▸ **Entries supplied**:

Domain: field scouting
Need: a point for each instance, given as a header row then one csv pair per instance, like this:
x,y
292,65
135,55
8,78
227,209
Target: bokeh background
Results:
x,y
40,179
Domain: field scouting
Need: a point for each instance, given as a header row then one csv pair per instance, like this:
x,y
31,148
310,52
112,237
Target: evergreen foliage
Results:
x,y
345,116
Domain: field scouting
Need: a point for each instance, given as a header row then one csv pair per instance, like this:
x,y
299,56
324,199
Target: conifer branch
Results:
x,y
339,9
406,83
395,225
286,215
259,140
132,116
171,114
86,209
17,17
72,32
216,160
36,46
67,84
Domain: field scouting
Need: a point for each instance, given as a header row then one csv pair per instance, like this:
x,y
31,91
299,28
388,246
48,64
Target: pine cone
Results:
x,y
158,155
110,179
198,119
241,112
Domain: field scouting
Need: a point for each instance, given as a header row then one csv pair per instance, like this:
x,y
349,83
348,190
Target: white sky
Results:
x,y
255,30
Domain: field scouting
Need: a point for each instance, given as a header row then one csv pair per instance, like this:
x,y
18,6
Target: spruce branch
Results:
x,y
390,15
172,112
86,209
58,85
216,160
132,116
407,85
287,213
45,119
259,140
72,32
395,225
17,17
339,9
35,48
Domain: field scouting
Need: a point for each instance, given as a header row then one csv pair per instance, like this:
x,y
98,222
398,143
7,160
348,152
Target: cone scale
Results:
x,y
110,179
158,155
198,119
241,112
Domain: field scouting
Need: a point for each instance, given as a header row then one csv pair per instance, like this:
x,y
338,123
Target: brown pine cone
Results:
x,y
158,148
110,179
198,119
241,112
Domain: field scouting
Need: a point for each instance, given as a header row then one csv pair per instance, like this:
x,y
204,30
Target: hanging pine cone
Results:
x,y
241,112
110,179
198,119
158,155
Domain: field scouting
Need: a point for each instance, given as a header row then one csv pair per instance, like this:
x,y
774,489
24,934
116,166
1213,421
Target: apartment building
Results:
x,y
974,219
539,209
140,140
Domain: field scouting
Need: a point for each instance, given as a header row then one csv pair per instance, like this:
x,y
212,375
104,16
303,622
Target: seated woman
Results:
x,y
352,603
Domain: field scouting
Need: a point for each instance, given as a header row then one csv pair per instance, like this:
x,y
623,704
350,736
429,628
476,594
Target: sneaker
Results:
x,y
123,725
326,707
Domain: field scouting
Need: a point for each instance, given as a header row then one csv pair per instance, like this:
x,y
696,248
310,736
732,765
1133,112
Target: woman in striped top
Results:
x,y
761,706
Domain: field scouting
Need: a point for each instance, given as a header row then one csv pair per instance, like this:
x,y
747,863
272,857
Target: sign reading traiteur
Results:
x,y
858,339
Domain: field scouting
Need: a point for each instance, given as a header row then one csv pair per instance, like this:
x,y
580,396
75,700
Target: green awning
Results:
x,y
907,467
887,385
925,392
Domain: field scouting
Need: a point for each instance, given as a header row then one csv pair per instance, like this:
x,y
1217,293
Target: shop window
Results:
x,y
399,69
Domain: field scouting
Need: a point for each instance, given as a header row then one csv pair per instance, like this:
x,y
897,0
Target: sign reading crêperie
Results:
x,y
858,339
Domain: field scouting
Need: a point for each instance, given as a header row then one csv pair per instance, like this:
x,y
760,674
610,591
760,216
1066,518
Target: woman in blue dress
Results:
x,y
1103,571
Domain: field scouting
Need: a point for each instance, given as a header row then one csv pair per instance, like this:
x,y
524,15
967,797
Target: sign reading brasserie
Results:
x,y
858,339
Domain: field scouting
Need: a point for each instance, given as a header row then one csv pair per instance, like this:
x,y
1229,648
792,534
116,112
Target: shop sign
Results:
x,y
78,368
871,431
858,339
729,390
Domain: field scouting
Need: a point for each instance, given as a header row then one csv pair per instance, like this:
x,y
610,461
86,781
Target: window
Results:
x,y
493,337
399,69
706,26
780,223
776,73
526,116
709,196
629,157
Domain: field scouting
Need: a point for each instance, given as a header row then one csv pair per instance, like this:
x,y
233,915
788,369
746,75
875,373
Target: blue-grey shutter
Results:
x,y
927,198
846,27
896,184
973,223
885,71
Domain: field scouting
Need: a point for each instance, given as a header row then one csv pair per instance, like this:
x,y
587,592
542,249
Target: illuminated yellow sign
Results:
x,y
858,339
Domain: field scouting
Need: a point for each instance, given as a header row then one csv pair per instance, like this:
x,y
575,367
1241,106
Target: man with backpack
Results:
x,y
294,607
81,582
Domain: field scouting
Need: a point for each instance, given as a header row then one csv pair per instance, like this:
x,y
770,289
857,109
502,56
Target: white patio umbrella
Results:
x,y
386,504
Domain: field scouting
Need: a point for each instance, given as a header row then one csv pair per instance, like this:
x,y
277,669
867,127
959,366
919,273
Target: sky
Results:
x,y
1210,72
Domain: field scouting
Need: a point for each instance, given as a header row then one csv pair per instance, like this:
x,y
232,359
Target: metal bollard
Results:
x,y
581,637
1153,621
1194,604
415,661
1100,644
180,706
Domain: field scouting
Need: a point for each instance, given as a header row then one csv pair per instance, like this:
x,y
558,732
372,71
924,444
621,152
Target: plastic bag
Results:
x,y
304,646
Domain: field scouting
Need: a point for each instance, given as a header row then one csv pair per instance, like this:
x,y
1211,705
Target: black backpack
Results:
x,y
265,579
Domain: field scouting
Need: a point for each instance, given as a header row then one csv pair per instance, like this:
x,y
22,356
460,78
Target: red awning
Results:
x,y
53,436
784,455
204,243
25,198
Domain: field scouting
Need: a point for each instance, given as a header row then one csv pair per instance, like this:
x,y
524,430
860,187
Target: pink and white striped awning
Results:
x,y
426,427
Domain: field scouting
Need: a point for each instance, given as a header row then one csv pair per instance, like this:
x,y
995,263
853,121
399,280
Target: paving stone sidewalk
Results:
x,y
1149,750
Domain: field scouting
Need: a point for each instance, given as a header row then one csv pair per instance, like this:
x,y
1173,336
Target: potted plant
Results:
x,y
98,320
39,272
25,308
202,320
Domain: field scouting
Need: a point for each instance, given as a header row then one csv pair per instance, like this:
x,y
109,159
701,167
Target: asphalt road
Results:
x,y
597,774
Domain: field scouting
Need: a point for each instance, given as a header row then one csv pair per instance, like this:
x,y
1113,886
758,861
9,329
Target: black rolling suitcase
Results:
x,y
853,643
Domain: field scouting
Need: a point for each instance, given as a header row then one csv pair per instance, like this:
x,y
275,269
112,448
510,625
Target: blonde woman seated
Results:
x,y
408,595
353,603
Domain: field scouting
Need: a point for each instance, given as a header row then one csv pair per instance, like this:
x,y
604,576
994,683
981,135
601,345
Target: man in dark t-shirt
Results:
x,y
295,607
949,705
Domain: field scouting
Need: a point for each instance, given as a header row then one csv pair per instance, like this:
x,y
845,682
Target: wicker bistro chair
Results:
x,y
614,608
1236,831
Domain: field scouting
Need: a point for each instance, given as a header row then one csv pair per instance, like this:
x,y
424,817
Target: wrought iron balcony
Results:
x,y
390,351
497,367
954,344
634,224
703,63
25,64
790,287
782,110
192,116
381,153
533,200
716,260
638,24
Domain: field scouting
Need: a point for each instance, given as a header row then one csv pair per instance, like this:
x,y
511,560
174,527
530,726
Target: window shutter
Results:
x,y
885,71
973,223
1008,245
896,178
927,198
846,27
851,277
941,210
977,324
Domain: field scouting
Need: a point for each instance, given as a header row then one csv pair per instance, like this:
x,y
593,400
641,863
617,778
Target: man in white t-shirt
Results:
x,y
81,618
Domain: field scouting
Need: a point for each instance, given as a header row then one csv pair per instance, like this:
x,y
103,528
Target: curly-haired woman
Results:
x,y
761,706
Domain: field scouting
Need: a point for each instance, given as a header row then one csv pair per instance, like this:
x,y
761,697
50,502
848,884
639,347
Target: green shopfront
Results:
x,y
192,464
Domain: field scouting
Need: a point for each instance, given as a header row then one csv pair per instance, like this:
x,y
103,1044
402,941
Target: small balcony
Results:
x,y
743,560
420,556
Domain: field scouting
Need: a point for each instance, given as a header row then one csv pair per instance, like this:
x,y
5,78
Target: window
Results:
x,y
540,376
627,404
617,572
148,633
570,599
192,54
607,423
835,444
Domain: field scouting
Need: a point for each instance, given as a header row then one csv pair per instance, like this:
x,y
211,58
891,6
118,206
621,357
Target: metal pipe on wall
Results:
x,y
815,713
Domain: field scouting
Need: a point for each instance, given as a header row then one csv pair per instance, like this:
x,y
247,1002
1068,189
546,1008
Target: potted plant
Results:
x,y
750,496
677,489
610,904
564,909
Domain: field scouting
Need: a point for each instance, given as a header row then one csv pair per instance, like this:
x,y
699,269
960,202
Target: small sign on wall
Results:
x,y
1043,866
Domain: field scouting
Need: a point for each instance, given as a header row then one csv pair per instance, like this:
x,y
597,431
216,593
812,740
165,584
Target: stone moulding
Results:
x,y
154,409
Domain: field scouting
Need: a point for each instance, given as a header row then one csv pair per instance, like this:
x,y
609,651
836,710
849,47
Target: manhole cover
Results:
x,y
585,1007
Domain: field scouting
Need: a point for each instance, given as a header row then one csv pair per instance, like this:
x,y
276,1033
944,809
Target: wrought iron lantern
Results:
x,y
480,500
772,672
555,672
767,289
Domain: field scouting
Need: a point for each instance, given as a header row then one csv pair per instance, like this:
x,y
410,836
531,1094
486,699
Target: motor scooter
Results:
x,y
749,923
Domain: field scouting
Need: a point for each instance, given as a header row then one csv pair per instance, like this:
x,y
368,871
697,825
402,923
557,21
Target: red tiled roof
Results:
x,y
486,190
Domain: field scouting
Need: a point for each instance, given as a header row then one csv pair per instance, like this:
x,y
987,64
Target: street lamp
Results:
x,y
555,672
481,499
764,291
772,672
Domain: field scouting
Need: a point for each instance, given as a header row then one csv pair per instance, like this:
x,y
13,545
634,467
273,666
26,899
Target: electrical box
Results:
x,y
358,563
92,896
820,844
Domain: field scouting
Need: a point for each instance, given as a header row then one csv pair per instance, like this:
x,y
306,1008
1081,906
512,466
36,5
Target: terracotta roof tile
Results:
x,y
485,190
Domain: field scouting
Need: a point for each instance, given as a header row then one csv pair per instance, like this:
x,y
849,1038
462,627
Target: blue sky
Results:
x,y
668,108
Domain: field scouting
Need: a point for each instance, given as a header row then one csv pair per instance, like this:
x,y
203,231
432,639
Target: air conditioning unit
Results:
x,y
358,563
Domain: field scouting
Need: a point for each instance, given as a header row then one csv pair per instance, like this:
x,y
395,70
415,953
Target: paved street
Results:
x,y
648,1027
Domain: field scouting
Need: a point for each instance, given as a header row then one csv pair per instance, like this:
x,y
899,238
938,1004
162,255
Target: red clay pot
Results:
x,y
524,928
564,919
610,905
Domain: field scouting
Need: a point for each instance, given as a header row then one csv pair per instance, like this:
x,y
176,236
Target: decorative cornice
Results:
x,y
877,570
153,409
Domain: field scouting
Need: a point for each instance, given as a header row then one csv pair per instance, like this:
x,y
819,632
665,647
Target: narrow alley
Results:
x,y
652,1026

▸ **What needs to be done**:
Which of the lines above mention the word "balcony"? Pull those lines out.

▸ **Expected answer**:
Target: wrought iron balcony
Target: small balcony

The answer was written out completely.